▶ _WORK INSTRUCTIONS_: Rewrite the entries below as a single numbered list, one line per item, with all blank lines removed.

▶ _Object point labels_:
====
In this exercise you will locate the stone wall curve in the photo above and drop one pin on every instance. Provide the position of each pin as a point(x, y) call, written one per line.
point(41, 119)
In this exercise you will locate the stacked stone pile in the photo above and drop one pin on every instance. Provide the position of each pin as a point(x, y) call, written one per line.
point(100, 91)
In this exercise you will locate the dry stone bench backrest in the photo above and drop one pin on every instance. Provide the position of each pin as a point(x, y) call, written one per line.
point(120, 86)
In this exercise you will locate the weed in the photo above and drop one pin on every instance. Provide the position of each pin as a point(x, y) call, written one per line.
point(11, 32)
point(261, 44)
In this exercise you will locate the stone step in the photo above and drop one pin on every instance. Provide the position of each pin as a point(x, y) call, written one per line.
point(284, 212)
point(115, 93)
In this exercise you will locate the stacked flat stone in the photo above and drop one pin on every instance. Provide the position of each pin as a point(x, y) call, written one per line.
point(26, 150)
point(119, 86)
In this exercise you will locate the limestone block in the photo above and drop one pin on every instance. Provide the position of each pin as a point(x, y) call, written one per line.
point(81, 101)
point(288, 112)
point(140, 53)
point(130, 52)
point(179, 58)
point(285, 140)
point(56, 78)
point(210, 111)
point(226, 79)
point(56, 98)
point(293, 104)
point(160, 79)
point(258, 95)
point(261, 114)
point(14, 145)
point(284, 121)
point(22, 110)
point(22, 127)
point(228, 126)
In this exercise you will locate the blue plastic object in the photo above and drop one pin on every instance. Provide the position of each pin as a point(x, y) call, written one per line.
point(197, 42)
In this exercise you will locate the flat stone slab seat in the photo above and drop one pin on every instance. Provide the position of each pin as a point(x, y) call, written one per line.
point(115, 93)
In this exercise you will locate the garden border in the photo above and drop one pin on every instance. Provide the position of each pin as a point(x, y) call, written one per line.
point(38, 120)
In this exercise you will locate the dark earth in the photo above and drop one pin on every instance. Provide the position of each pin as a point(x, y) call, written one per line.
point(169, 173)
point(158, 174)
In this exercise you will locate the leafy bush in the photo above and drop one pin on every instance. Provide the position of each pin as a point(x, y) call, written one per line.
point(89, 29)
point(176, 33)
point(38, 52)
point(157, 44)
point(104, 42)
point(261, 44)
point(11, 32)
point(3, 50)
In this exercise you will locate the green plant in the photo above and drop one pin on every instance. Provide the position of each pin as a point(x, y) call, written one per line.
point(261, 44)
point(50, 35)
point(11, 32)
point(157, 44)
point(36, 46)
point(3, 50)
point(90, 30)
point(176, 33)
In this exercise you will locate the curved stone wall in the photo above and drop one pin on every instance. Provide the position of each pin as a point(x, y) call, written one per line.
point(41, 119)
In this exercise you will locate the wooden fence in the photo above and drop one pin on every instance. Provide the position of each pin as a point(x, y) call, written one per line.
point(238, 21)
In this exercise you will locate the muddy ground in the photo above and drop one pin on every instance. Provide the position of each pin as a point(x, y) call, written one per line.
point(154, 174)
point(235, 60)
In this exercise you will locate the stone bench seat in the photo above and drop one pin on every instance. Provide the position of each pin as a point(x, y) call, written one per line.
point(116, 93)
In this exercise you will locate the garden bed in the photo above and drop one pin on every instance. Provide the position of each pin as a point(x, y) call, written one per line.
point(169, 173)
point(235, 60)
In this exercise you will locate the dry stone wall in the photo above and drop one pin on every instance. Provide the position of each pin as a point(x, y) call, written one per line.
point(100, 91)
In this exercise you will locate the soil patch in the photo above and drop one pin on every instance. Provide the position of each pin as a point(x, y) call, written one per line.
====
▶ _TASK SOLUTION_:
1. In this exercise you will locate the stone wall curve in the photo above and drop one pin on every instance. Provide the position of each pin as a point(x, y) call, written one per line.
2. point(41, 119)
3. In this exercise you will locate the stacked stone pile in the photo above and drop one pin on every instance. Provide the position of each pin as a point(x, y) call, written one per line.
4. point(100, 91)
5. In this exercise you will locate the dry stone bench backrest in the photo above and drop one pin on every instance. Provide the position of each pin as a point(x, y) call, written one per line.
6. point(120, 86)
7. In this exercise you will locate the weed in the photo above and drop one pin on every instance. Provide the position of each pin as a point(x, y) call, written one per line.
8. point(11, 32)
9. point(261, 44)
10. In this exercise you will locate the stone step in the photo above and drop one pin on every instance. Provide the position of each pin as a point(x, y) call, written one per line.
11. point(284, 212)
12. point(115, 93)
13. In this exercise you will locate the stacked flat stone in the photo above and drop one pin on every instance. Provide the position of each pin as a point(x, y) call, written one per line.
14. point(26, 150)
15. point(119, 86)
16. In this exercise you will locate the limestone block in the photo above and drop one pin on every instance. Provide the position of each pin as a point(x, y) call, written one per line.
17. point(81, 101)
18. point(288, 112)
19. point(140, 53)
20. point(130, 52)
21. point(179, 58)
22. point(285, 140)
23. point(56, 78)
24. point(210, 111)
25. point(226, 79)
26. point(56, 98)
27. point(293, 104)
28. point(160, 79)
29. point(258, 95)
30. point(261, 114)
31. point(14, 145)
32. point(284, 121)
33. point(22, 110)
34. point(22, 127)
35. point(228, 126)
36. In this exercise you will locate the blue plastic object in the photo above and drop one pin on every instance. Provide the position of each pin as a point(x, y) call, written one per line.
37. point(197, 42)
38. In this exercise you will locate the flat stone slab seat in the photo above and drop one pin on every instance. Provide the position of each pin as a point(x, y) call, written one per line.
39. point(115, 93)
40. In this exercise you will locate the garden border in the photo above and drop one pin on every instance. Provide the position of each pin as a point(x, y) call, written one per line.
41. point(38, 120)
42. In this exercise you will locate the dark earth in the photo above and drop one pin on every instance. Provide the position of each pin as a point(x, y) call, written one per line.
43. point(169, 173)
44. point(158, 174)
45. In this exercise you will locate the leafy bush in the photo above and drop one pin on every instance. Provide the position of each pin as a point(x, y) call, written one per line.
46. point(89, 29)
47. point(176, 33)
48. point(38, 52)
49. point(157, 44)
50. point(104, 42)
51. point(261, 44)
52. point(11, 32)
53. point(3, 50)
54. In this exercise you will locate the green plant in the photo above and drop one pin on every instance. Provide the position of each pin as a point(x, y) call, written one per line.
55. point(261, 44)
56. point(50, 35)
57. point(11, 32)
58. point(157, 44)
59. point(36, 46)
60. point(3, 50)
61. point(90, 30)
62. point(176, 33)
63. In this exercise you will locate the curved stone wall in the photo above and drop one pin on every instance. Provide the position of each pin as a point(x, y) call, written one per line.
64. point(41, 119)
65. In this exercise you will locate the wooden fence in the photo above and drop one pin on every instance. Provide the position of each pin as a point(x, y) call, written one per line.
66. point(238, 21)
67. In this exercise you will locate the muddy ground in the photo above and drop one pin on every instance. Provide the position of each pin as a point(x, y) call, written one per line.
68. point(154, 174)
69. point(235, 60)
70. In this exercise you will locate the stone bench seat in the photo above and drop one pin on every instance. Provide the position of each pin as a point(x, y) call, written one per line.
71. point(116, 93)
72. In this exercise you will locate the garden bed in the photo above and drop one pin on every instance. Provide the position of each pin as a point(x, y) call, written one per line.
73. point(169, 173)
74. point(235, 60)
75. In this exercise you will locate the dry stone wall in the photo above and drop one pin on every instance. Provide the position of each pin as a point(x, y) call, written one per line.
76. point(100, 91)
77. In this exercise you will locate the soil patch in the photo above and drop one pin on every instance. Provide the position of each pin as a point(x, y) call, written one per line.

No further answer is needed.